BEGIN Source
When the stored procedure or function is executed using the WITH RECOMPILE option. This case is similar to the preceding one, except that the routine isn't created with the option; rather, the option is specified when the routine is invoked. The WITH RECOMPILE option can always be added upon execution, forcing a new execution plan to be generated. Note that you can use this option with user-defined scalar functions, but only if you invoke the function with the EXEC keyword.

Storage of Routines

With each new routine, a row is created in the sysobjects table, as happens for all database objects. The text of a routine (including comments) is stored in syscomments, which is typically useful. Storing the text allows procedures such as sp_helptext to display the source code of a routine so that you can understand what's going on, and it allows function editors and debuggers to exist.

Most users and developers find it helpful to have the full text of a routine stored in clear text. There is a limit on the size of the text for a routine due to the amount of text that syscomments can store for a given routine, but you're not likely to run up against that limit soon. The syscomments.text field can hold up to 8000 bytes, and you can have multiple rows in syscomments for each routine. The sequence of the rows for a given routine is tracked in the colid column. Since colid is a smallint, there can be up to 32,767 rows for any routine. Any one routine should then be able hold 8000 × 32,767 bytes, or 250 MB. There's one additional limiting factor, however: the maximum size of a batch. To create the routine, the client must send the complete definition to SQL Server in the CREATE statement, and this must be sent as a single batch. SQL Server has a limit on the batch size, which is 65,536 times the network packet size. Because the default value for network packet size is 4096 bytes, we get a batch size of 256 MB. So the limit on the size of your routines text isn't worth worrying about right away.

Encrypting Routines

With the rollout of version 6, the SQL Server developers at Microsoft learned somewhat painfully that some users didn't appreciate that the text of certain programmable objects was available in the syscomments system table. Several ISVs had built integrated solutions or tools that created stored procedures to use with earlier versions of SQL Server. In most cases, these solutions were sophisticated applications, and the ISVs viewed the source code as their proprietary intellectual property. They noticed that the text of the procedure in syscomments didn't seem to do anything, so they set the text field to NULL and the procedure still ran fine. In this way, they avoided publishing their procedure source code with their applications.

Unfortunately, when it came time to upgrade a database to version 6, this approach created a significant problem. The internal data structures for the sequence plans had changed between versions 4.2 and 6. The ISVs had to re-create procedures, triggers, and views to generate the new structure. Although SQL Server's Setup program was designed to do this automatically, it accomplished the tasks by simply extracting the text of the procedure from syscomments and then dropping and re-creating the procedure using the extracted text. Obviously, this automatic approach failed for procedures in which the creator had deleted the text.
END Source
Could you copy out the routines passage again, beginning at the words "When the stored" and stopping after "debuggers to exist.", and swap "syscomments" for "sys.sql_modules"? The records after this point are separate material, apart from the routines passage.
BEGIN Data
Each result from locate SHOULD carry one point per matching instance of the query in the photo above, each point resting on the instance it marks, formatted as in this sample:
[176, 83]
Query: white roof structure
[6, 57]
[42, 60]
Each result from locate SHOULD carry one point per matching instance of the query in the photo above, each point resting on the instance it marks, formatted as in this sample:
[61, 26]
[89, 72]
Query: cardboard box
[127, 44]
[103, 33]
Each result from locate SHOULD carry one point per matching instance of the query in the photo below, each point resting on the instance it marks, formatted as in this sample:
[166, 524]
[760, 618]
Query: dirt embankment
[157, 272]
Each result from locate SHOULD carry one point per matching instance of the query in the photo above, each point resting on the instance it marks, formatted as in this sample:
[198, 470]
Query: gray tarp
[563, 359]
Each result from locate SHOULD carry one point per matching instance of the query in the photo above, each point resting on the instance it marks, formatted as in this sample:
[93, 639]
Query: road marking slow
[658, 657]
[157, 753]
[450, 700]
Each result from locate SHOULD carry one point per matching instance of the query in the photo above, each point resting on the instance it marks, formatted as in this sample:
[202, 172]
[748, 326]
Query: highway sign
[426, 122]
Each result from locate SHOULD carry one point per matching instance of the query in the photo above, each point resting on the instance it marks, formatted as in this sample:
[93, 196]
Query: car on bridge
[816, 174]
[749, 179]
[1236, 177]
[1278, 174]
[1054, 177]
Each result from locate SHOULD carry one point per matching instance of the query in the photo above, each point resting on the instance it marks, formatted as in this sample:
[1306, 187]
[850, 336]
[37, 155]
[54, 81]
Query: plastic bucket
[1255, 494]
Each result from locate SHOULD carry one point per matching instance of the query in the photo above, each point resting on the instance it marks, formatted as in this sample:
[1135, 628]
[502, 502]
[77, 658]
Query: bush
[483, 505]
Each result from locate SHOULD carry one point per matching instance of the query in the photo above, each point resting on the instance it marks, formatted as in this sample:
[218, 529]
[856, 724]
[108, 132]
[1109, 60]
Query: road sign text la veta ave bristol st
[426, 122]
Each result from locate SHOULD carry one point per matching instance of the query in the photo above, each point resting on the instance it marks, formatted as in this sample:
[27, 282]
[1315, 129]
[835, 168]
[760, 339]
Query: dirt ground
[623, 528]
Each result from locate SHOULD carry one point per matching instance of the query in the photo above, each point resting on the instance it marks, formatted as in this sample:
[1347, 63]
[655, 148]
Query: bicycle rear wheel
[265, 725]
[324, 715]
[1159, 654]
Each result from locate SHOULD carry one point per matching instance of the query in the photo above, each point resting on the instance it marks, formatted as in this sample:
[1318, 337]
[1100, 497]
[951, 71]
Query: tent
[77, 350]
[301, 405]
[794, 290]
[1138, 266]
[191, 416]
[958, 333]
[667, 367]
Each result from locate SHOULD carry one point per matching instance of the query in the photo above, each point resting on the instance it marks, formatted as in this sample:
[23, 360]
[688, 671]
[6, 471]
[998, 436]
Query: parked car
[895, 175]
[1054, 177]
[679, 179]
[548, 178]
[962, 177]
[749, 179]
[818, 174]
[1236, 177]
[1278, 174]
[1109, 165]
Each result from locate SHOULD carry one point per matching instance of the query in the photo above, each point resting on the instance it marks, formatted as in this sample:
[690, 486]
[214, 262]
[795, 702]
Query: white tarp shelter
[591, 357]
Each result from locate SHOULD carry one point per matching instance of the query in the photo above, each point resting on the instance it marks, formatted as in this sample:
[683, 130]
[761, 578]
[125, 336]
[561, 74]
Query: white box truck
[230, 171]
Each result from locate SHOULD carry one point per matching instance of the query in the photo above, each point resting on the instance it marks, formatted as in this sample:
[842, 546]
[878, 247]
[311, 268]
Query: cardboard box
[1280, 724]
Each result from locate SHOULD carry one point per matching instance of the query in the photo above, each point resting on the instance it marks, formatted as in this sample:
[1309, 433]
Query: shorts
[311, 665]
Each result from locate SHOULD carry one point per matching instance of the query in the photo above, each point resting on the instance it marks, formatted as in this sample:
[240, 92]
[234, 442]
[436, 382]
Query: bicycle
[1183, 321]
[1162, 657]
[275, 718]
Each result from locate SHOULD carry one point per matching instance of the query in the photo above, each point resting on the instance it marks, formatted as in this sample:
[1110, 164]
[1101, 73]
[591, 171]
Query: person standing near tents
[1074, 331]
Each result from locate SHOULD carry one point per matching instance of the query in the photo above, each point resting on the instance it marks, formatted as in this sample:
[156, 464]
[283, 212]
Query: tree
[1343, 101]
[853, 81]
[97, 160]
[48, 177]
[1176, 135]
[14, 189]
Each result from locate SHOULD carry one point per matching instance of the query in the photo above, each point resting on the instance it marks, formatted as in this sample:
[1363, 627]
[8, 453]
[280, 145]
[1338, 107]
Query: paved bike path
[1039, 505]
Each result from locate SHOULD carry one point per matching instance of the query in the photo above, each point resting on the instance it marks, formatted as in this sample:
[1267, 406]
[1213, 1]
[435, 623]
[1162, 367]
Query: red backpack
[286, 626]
END Data
Result for this exercise
When the stored procedure or function is executed using the WITH RECOMPILE option. This case is similar to the preceding one, except that the routine isn't created with the option; rather, the option is specified when the routine is invoked. The WITH RECOMPILE option can always be added upon execution, forcing a new execution plan to be generated. Note that you can use this option with user-defined scalar functions, but only if you invoke the function with the EXEC keyword.

Storage of Routines

With each new routine, a row is created in the sysobjects table, as happens for all database objects. The text of a routine (including comments) is stored in sys.sql_modules, which is typically useful. Storing the text allows procedures such as sp_helptext to display the source code of a routine so that you can understand what's going on, and it allows function editors and debuggers to exist.